SOURCE RECORDS Block Start

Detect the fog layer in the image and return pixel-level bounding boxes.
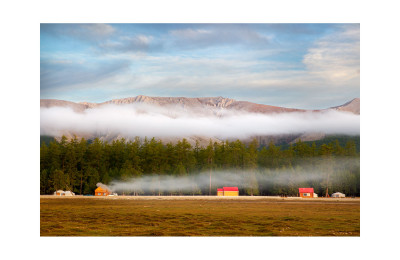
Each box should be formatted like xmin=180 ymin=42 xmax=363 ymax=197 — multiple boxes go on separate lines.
xmin=40 ymin=103 xmax=360 ymax=139
xmin=108 ymin=158 xmax=359 ymax=194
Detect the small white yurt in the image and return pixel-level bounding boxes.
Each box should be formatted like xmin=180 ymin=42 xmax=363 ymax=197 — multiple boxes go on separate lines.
xmin=54 ymin=190 xmax=65 ymax=196
xmin=54 ymin=190 xmax=75 ymax=196
xmin=331 ymin=192 xmax=345 ymax=198
xmin=64 ymin=191 xmax=75 ymax=196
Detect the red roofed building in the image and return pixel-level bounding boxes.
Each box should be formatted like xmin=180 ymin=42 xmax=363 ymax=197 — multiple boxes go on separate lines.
xmin=299 ymin=188 xmax=314 ymax=198
xmin=223 ymin=187 xmax=239 ymax=196
xmin=95 ymin=186 xmax=111 ymax=196
xmin=217 ymin=188 xmax=224 ymax=196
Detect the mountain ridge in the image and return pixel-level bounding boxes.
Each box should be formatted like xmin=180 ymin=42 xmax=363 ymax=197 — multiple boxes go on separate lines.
xmin=42 ymin=95 xmax=360 ymax=114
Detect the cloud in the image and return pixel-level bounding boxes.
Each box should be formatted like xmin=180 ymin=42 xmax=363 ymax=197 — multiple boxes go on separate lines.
xmin=41 ymin=23 xmax=116 ymax=41
xmin=97 ymin=34 xmax=163 ymax=53
xmin=169 ymin=26 xmax=270 ymax=49
xmin=265 ymin=23 xmax=328 ymax=35
xmin=170 ymin=28 xmax=212 ymax=38
xmin=303 ymin=25 xmax=360 ymax=83
xmin=40 ymin=58 xmax=130 ymax=90
xmin=79 ymin=24 xmax=115 ymax=37
xmin=40 ymin=103 xmax=360 ymax=140
xmin=39 ymin=55 xmax=357 ymax=108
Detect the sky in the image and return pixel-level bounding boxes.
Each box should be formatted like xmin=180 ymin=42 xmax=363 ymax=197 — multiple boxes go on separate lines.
xmin=40 ymin=23 xmax=360 ymax=109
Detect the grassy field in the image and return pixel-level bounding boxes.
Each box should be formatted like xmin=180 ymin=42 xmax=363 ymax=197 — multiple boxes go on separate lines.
xmin=40 ymin=196 xmax=360 ymax=236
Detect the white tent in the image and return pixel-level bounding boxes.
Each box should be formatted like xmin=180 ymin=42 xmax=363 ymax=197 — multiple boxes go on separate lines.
xmin=64 ymin=191 xmax=75 ymax=196
xmin=54 ymin=190 xmax=64 ymax=195
xmin=54 ymin=190 xmax=75 ymax=196
xmin=331 ymin=192 xmax=345 ymax=198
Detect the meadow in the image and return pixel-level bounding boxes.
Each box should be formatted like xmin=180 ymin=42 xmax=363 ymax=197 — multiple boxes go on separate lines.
xmin=40 ymin=196 xmax=360 ymax=236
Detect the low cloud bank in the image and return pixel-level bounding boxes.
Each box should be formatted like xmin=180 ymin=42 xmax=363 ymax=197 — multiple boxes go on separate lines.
xmin=108 ymin=158 xmax=359 ymax=193
xmin=40 ymin=103 xmax=360 ymax=140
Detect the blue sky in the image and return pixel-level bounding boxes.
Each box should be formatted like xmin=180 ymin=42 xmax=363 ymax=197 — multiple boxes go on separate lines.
xmin=40 ymin=23 xmax=359 ymax=109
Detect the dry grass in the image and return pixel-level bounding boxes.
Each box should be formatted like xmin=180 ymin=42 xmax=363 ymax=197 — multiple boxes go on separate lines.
xmin=40 ymin=196 xmax=360 ymax=236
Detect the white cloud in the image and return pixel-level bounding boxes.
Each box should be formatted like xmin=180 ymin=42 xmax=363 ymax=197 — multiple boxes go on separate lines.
xmin=45 ymin=50 xmax=358 ymax=108
xmin=97 ymin=34 xmax=156 ymax=53
xmin=170 ymin=28 xmax=212 ymax=39
xmin=169 ymin=27 xmax=269 ymax=48
xmin=40 ymin=103 xmax=360 ymax=140
xmin=80 ymin=24 xmax=115 ymax=37
xmin=303 ymin=25 xmax=360 ymax=83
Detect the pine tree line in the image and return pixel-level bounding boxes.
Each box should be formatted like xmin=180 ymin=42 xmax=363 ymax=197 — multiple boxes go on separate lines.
xmin=40 ymin=136 xmax=360 ymax=196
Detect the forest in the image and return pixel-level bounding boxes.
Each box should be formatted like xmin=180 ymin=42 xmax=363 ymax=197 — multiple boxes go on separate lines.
xmin=40 ymin=136 xmax=360 ymax=196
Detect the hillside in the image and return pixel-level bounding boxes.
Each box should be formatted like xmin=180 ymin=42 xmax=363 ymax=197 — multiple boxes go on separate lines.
xmin=43 ymin=95 xmax=305 ymax=114
xmin=329 ymin=98 xmax=360 ymax=115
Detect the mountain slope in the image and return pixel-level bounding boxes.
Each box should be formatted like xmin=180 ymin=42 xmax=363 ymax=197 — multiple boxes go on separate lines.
xmin=41 ymin=99 xmax=89 ymax=112
xmin=330 ymin=98 xmax=360 ymax=115
xmin=43 ymin=95 xmax=316 ymax=114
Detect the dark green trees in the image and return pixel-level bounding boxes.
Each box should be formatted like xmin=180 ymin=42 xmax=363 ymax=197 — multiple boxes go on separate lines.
xmin=40 ymin=136 xmax=360 ymax=196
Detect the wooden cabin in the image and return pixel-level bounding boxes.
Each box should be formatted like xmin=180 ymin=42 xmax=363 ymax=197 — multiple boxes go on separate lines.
xmin=299 ymin=188 xmax=314 ymax=198
xmin=95 ymin=186 xmax=111 ymax=196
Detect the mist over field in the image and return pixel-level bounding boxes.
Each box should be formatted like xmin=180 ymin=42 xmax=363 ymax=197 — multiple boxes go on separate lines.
xmin=40 ymin=103 xmax=360 ymax=140
xmin=107 ymin=158 xmax=359 ymax=194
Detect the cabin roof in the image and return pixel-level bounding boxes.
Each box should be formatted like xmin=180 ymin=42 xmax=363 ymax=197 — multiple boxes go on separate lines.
xmin=299 ymin=188 xmax=314 ymax=193
xmin=223 ymin=187 xmax=239 ymax=191
xmin=95 ymin=187 xmax=109 ymax=192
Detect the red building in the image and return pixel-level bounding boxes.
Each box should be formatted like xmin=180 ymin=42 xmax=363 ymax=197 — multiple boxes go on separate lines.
xmin=299 ymin=188 xmax=314 ymax=198
xmin=217 ymin=187 xmax=239 ymax=196
xmin=222 ymin=187 xmax=239 ymax=196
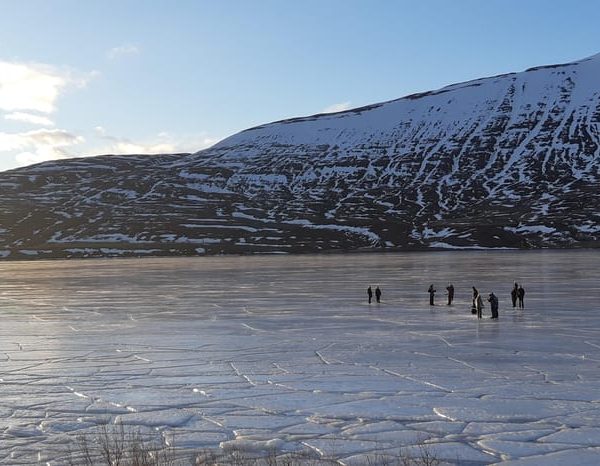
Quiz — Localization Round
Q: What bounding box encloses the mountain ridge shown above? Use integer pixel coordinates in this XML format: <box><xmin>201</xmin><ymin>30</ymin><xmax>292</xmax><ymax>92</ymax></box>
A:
<box><xmin>1</xmin><ymin>53</ymin><xmax>599</xmax><ymax>260</ymax></box>
<box><xmin>228</xmin><ymin>52</ymin><xmax>598</xmax><ymax>134</ymax></box>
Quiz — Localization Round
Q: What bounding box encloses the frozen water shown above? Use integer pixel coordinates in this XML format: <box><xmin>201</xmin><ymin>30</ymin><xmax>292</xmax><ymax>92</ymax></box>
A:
<box><xmin>0</xmin><ymin>251</ymin><xmax>599</xmax><ymax>464</ymax></box>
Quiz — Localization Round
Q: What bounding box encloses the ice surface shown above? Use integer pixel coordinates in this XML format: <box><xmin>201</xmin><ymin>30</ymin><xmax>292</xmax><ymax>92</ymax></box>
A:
<box><xmin>0</xmin><ymin>251</ymin><xmax>599</xmax><ymax>464</ymax></box>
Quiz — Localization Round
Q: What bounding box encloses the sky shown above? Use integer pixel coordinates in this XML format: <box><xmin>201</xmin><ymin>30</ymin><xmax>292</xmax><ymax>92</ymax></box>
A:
<box><xmin>1</xmin><ymin>0</ymin><xmax>600</xmax><ymax>172</ymax></box>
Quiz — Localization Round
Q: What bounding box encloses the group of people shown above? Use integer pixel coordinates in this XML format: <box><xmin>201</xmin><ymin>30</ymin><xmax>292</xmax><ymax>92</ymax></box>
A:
<box><xmin>367</xmin><ymin>282</ymin><xmax>527</xmax><ymax>320</ymax></box>
<box><xmin>367</xmin><ymin>286</ymin><xmax>382</xmax><ymax>303</ymax></box>
<box><xmin>471</xmin><ymin>286</ymin><xmax>499</xmax><ymax>319</ymax></box>
<box><xmin>511</xmin><ymin>282</ymin><xmax>526</xmax><ymax>308</ymax></box>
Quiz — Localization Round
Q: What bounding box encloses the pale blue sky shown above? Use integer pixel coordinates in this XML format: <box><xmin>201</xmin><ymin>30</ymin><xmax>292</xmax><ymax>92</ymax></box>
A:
<box><xmin>1</xmin><ymin>0</ymin><xmax>599</xmax><ymax>171</ymax></box>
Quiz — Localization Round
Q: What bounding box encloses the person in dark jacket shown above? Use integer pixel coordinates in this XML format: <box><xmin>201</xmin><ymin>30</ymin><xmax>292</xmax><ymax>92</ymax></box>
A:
<box><xmin>488</xmin><ymin>292</ymin><xmax>499</xmax><ymax>319</ymax></box>
<box><xmin>367</xmin><ymin>286</ymin><xmax>373</xmax><ymax>304</ymax></box>
<box><xmin>446</xmin><ymin>284</ymin><xmax>454</xmax><ymax>305</ymax></box>
<box><xmin>375</xmin><ymin>286</ymin><xmax>382</xmax><ymax>303</ymax></box>
<box><xmin>428</xmin><ymin>284</ymin><xmax>436</xmax><ymax>305</ymax></box>
<box><xmin>518</xmin><ymin>285</ymin><xmax>525</xmax><ymax>308</ymax></box>
<box><xmin>511</xmin><ymin>283</ymin><xmax>518</xmax><ymax>308</ymax></box>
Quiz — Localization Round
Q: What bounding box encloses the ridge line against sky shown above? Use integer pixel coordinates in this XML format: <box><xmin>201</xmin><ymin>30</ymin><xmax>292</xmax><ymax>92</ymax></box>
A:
<box><xmin>1</xmin><ymin>0</ymin><xmax>600</xmax><ymax>172</ymax></box>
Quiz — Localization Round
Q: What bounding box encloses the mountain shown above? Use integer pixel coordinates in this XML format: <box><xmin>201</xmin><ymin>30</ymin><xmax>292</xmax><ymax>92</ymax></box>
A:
<box><xmin>2</xmin><ymin>53</ymin><xmax>600</xmax><ymax>260</ymax></box>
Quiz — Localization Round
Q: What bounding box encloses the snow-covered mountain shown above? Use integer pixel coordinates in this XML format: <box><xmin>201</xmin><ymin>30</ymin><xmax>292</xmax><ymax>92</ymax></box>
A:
<box><xmin>2</xmin><ymin>53</ymin><xmax>600</xmax><ymax>259</ymax></box>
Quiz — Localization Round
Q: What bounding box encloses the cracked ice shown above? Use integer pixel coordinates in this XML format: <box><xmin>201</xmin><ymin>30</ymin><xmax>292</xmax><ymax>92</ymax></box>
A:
<box><xmin>1</xmin><ymin>251</ymin><xmax>600</xmax><ymax>465</ymax></box>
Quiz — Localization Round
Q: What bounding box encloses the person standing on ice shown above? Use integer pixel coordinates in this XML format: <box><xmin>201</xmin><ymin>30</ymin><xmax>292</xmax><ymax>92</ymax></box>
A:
<box><xmin>518</xmin><ymin>285</ymin><xmax>525</xmax><ymax>308</ymax></box>
<box><xmin>488</xmin><ymin>292</ymin><xmax>499</xmax><ymax>319</ymax></box>
<box><xmin>428</xmin><ymin>284</ymin><xmax>436</xmax><ymax>305</ymax></box>
<box><xmin>375</xmin><ymin>286</ymin><xmax>382</xmax><ymax>303</ymax></box>
<box><xmin>471</xmin><ymin>287</ymin><xmax>479</xmax><ymax>314</ymax></box>
<box><xmin>367</xmin><ymin>286</ymin><xmax>373</xmax><ymax>304</ymax></box>
<box><xmin>446</xmin><ymin>284</ymin><xmax>454</xmax><ymax>305</ymax></box>
<box><xmin>511</xmin><ymin>283</ymin><xmax>518</xmax><ymax>308</ymax></box>
<box><xmin>475</xmin><ymin>289</ymin><xmax>484</xmax><ymax>319</ymax></box>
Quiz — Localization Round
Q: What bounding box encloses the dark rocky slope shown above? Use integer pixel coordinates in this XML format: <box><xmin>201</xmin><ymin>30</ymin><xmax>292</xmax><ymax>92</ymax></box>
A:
<box><xmin>1</xmin><ymin>54</ymin><xmax>600</xmax><ymax>259</ymax></box>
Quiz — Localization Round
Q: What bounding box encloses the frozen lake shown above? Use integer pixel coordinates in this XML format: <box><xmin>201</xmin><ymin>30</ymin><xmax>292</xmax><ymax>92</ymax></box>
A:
<box><xmin>1</xmin><ymin>251</ymin><xmax>600</xmax><ymax>465</ymax></box>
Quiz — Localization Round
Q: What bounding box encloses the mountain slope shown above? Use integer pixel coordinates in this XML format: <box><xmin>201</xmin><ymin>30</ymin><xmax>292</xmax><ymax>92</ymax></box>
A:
<box><xmin>1</xmin><ymin>54</ymin><xmax>600</xmax><ymax>259</ymax></box>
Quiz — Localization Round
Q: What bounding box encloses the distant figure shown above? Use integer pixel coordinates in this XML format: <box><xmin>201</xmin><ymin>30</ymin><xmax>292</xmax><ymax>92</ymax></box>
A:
<box><xmin>367</xmin><ymin>286</ymin><xmax>373</xmax><ymax>304</ymax></box>
<box><xmin>375</xmin><ymin>286</ymin><xmax>382</xmax><ymax>303</ymax></box>
<box><xmin>511</xmin><ymin>283</ymin><xmax>518</xmax><ymax>308</ymax></box>
<box><xmin>471</xmin><ymin>287</ymin><xmax>479</xmax><ymax>314</ymax></box>
<box><xmin>472</xmin><ymin>287</ymin><xmax>483</xmax><ymax>318</ymax></box>
<box><xmin>518</xmin><ymin>285</ymin><xmax>525</xmax><ymax>309</ymax></box>
<box><xmin>475</xmin><ymin>291</ymin><xmax>484</xmax><ymax>319</ymax></box>
<box><xmin>428</xmin><ymin>284</ymin><xmax>436</xmax><ymax>306</ymax></box>
<box><xmin>488</xmin><ymin>292</ymin><xmax>499</xmax><ymax>319</ymax></box>
<box><xmin>446</xmin><ymin>284</ymin><xmax>455</xmax><ymax>305</ymax></box>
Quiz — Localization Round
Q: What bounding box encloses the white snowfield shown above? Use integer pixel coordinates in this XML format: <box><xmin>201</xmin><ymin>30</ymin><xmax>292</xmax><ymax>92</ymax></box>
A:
<box><xmin>211</xmin><ymin>53</ymin><xmax>600</xmax><ymax>204</ymax></box>
<box><xmin>0</xmin><ymin>251</ymin><xmax>599</xmax><ymax>465</ymax></box>
<box><xmin>218</xmin><ymin>52</ymin><xmax>600</xmax><ymax>146</ymax></box>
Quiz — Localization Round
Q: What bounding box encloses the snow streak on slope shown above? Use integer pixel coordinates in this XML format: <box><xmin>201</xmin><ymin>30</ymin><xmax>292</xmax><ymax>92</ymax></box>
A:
<box><xmin>1</xmin><ymin>54</ymin><xmax>600</xmax><ymax>259</ymax></box>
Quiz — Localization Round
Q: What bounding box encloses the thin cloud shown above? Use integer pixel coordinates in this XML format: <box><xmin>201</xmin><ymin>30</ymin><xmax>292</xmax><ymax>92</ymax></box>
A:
<box><xmin>321</xmin><ymin>101</ymin><xmax>352</xmax><ymax>114</ymax></box>
<box><xmin>110</xmin><ymin>140</ymin><xmax>176</xmax><ymax>154</ymax></box>
<box><xmin>0</xmin><ymin>62</ymin><xmax>66</xmax><ymax>113</ymax></box>
<box><xmin>0</xmin><ymin>61</ymin><xmax>95</xmax><ymax>114</ymax></box>
<box><xmin>91</xmin><ymin>129</ymin><xmax>220</xmax><ymax>156</ymax></box>
<box><xmin>0</xmin><ymin>60</ymin><xmax>96</xmax><ymax>169</ymax></box>
<box><xmin>107</xmin><ymin>44</ymin><xmax>140</xmax><ymax>60</ymax></box>
<box><xmin>94</xmin><ymin>126</ymin><xmax>107</xmax><ymax>136</ymax></box>
<box><xmin>5</xmin><ymin>112</ymin><xmax>54</xmax><ymax>126</ymax></box>
<box><xmin>0</xmin><ymin>128</ymin><xmax>84</xmax><ymax>166</ymax></box>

SOURCE RECORDS Block End

WHAT IS REQUIRED » Which lines above include the string "cloud"? Show them.

RESPONSE AREA »
Detect the cloud in the image and return pixel-level bounding boxes.
Detect the low cloud bank in the image and return pixel-level bounding boxes.
Detect the white cloud in the image and return pixel-level bounding boxes.
Q: What bounding box encloses the thin cloud shown above? Use integer pixel coordinates in this XML format: <box><xmin>201</xmin><ymin>30</ymin><xmax>292</xmax><ymax>92</ymax></box>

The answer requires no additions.